■ Exercise brief
Put the lines of the data from the line containing "tree. Provide the bounding box for each." through the line containing "[649,780,1059,896]", both included, into a JSON list of strings with one string per line and blank lines omitted.

=-=-=

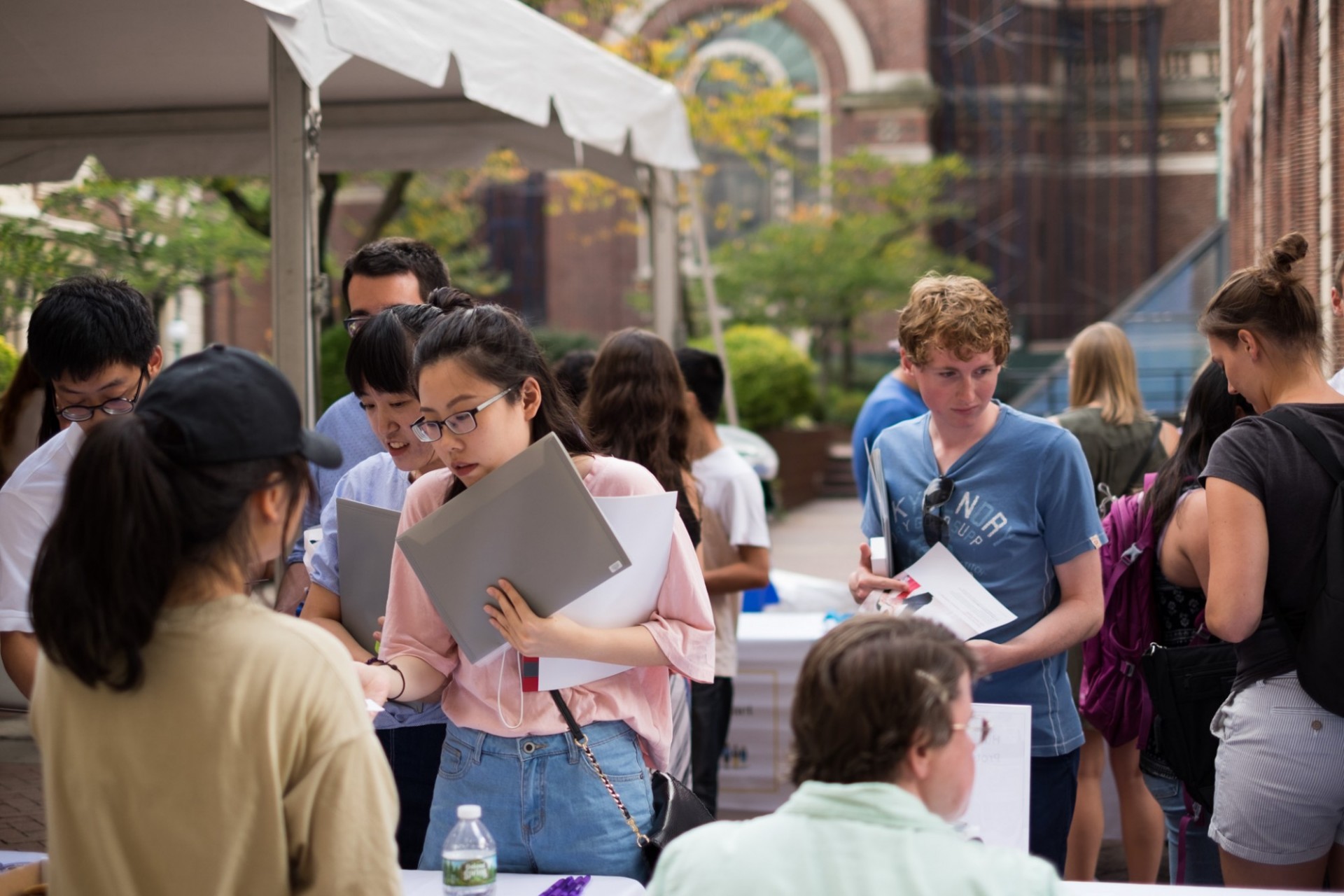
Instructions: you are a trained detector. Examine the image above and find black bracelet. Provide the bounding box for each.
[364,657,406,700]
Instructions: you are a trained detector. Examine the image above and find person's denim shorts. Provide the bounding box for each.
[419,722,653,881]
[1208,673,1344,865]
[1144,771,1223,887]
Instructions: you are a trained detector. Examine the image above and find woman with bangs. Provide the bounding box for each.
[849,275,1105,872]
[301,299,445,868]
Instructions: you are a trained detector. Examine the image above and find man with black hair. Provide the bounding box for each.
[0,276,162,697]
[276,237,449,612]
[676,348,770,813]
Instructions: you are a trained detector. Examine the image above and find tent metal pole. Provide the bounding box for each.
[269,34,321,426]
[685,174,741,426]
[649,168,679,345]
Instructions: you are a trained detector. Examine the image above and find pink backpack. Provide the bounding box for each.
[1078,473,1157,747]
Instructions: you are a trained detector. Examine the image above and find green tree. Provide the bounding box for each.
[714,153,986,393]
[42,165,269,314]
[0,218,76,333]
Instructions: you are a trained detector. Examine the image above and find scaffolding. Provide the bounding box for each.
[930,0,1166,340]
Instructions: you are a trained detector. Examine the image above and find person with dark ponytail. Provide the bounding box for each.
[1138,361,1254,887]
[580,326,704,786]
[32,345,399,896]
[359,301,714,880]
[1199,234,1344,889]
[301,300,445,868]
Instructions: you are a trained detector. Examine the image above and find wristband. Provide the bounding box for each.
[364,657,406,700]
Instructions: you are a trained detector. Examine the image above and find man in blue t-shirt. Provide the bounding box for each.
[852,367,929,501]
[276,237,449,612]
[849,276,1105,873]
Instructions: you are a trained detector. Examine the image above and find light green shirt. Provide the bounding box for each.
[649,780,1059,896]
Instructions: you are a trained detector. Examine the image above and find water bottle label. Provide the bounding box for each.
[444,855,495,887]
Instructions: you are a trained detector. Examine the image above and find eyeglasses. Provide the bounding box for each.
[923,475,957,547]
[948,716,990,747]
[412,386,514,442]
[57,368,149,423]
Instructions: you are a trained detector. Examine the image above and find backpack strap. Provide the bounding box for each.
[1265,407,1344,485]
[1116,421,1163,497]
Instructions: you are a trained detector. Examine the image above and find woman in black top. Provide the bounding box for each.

=-=-=

■ Solved problem
[
  "Instructions: you are a trained detector. Examine the image above and find green tree. Provide the bounding box for each.",
  "[714,153,986,393]",
  "[42,165,269,314]",
  "[0,218,76,333]",
  "Instructions: you are a trained detector. Examine the image above and find scaffolding. Provide the bounding box for each.",
  "[930,0,1166,340]",
  "Instructions: you are a trained detector. Examine the image above and find person with dark ponytail. Provide the bounding box for each.",
  "[1138,361,1254,887]",
  "[580,326,704,786]",
  "[32,345,399,896]",
  "[359,301,714,880]",
  "[1199,234,1344,889]",
  "[301,300,445,868]",
  "Instructions: you are a trained detector. Examine the image above and find wristband. Provide the bounding box for each.",
  "[364,657,406,700]",
  "Instructions: you are a trained detector. Examine the image above and find man in blue t-shirt. Provide the bounding box for each.",
  "[852,367,929,501]",
  "[276,237,449,612]",
  "[849,276,1105,873]",
  "Instructions: you are a trained detector. Examine the image above and find light green shirt. Provide the bounding box for each.",
  "[649,780,1059,896]"
]